| ACTIVITY |
Retype the listing below exactly, beginning at the line that contains "Look at the photo above. For each instance of the pink" and ending with its last line.

----- EXERCISE DATA

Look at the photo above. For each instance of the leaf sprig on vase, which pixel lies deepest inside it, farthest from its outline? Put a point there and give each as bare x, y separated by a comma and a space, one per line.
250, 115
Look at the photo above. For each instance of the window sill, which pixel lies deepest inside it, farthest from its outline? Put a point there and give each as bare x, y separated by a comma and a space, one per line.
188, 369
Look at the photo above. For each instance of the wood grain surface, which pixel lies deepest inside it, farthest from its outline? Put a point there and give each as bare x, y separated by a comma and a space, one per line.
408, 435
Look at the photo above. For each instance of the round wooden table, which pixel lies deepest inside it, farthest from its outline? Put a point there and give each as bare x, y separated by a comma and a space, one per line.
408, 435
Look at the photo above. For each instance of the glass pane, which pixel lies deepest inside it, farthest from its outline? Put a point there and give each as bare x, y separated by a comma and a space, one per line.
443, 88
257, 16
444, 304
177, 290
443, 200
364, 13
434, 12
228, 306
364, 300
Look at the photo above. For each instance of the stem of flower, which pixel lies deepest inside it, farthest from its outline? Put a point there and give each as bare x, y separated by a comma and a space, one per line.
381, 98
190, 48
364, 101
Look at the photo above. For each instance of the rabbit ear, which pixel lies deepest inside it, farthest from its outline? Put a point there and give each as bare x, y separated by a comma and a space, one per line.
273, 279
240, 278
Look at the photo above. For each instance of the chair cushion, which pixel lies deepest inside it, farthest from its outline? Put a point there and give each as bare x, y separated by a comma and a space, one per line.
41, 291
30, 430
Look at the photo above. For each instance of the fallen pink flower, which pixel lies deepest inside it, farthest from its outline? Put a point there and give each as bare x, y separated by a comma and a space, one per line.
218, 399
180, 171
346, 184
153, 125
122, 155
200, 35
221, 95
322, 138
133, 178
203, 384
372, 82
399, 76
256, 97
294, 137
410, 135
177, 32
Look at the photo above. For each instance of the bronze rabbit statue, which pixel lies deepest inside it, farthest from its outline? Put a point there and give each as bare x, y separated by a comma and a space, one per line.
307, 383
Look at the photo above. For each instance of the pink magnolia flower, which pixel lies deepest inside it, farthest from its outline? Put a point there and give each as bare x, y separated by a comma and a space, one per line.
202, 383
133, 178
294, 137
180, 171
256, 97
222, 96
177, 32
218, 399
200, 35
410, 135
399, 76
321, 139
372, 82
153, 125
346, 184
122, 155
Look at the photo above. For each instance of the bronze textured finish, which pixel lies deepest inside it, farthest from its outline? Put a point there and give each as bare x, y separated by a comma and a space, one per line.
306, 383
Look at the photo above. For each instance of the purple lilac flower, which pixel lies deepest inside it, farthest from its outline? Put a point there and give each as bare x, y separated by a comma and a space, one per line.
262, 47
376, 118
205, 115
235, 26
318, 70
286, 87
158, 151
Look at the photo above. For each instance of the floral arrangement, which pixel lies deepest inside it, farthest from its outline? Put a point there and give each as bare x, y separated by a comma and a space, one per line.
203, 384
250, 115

----------

| WRITTEN RESPONSE |
Look at the photo above. For each instance of the pink magnolia flower, which pixel lies deepest inside it, farthest from its outline? Put a point there and give each as bare x, y separated by a comma and a space, one per line.
202, 383
133, 178
294, 137
180, 171
256, 97
222, 96
177, 32
218, 399
200, 35
410, 135
399, 76
321, 139
372, 82
153, 125
346, 184
122, 155
Look at the photo above. For each instance of the bronze textured finish, which pixel lies deepest inside it, farthest from its outline? Put a point there and give each as bare x, y separated by a comma and a space, one per line.
306, 383
Look at the photo above. For each instance of the purple lilac flower, which pixel lies deepest inside it, farthest from its outline? Put a point there and give each as bare x, y separated by a comma and a space, one per line.
262, 47
376, 118
205, 115
235, 26
318, 70
286, 87
158, 151
Look at the photo above. For each instance of the floral arrangement, which pixel lies deepest inside it, farthest from its outline? Put a point there and give each as bare x, y separated by a comma and a space, one per line.
203, 384
250, 115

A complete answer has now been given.